## BEGIN Provided data
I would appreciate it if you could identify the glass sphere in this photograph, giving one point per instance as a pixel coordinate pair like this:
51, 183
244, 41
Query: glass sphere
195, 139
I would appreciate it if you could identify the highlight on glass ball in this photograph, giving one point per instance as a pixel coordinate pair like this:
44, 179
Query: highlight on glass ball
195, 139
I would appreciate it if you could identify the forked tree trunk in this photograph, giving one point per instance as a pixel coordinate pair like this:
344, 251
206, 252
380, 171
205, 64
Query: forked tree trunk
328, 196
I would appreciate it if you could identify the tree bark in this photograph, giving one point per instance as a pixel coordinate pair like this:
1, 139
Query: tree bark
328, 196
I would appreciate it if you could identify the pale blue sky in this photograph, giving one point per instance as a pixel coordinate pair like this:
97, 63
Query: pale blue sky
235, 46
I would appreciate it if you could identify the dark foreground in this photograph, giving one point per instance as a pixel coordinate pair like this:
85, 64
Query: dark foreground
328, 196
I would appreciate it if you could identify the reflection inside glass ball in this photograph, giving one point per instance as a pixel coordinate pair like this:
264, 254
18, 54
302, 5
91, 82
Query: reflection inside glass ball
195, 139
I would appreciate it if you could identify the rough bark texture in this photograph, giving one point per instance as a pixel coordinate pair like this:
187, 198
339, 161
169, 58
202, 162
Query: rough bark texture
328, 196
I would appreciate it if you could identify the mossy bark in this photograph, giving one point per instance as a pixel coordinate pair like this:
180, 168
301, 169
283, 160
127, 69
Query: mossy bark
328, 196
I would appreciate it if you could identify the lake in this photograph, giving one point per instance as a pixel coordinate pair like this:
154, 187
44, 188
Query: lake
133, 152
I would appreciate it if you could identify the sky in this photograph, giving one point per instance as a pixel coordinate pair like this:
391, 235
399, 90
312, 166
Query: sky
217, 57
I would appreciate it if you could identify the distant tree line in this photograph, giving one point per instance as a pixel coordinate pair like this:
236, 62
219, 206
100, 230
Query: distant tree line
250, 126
## END Provided data
Could you quote all of the material above, line for line and word for word?

Complete output:
I would appreciate it if you could identify the glass sphere in this photograph, giving one point per instance as a pixel coordinate pair like this:
51, 183
244, 41
Query: glass sphere
195, 139
I would appreciate it if you could identify the highlight on glass ball in this photograph, giving one point per instance as a pixel coordinate pair like this:
44, 179
Query: highlight on glass ball
195, 139
I would appreciate it if you could identify the forked tree trunk in this photograph, giving one point per instance as a pixel coordinate pair like this:
344, 251
206, 252
380, 171
205, 64
Query: forked tree trunk
328, 196
I would appreciate it if you could identify the tree bark in this photograph, giving one point per instance as a pixel coordinate pair like this:
1, 139
Query: tree bark
328, 196
I would appreciate it if you could identify the pale blue sky in this photograph, giving one point per instance as a pixel coordinate pair like this:
97, 63
Query: pale blue sky
235, 46
I would appreciate it if you could identify the dark foreground in this photograph, giving one point per instance as a pixel coordinate pair like this:
85, 64
Query: dark foreground
328, 196
I would appreciate it if you could identify the reflection inside glass ball in this photograph, giving one point per instance as a pixel coordinate pair like this:
264, 254
18, 54
302, 5
91, 82
Query: reflection inside glass ball
195, 139
I would appreciate it if you could identify the rough bark texture in this photograph, giving one point per instance as a pixel coordinate pair like this:
187, 198
339, 161
169, 58
202, 162
Query: rough bark texture
328, 196
I would appreciate it if you could identify the mossy bark in this photograph, giving one point per instance as a pixel coordinate pair like this:
180, 168
301, 169
283, 160
127, 69
Query: mossy bark
328, 196
I would appreciate it if you could identify the lake in this photograph, giving one point per instance as a pixel coordinate pair like this:
154, 187
44, 188
Query: lake
133, 152
I would appreciate it if you could identify the sky in this photograph, giving one point per instance as a pixel coordinate pair like this:
391, 235
399, 90
312, 166
Query: sky
217, 57
I would appreciate it if you could identify the distant tree line in this photograph, giving one point per instance as a pixel coordinate pair like this:
236, 62
219, 206
100, 230
Query: distant tree line
250, 126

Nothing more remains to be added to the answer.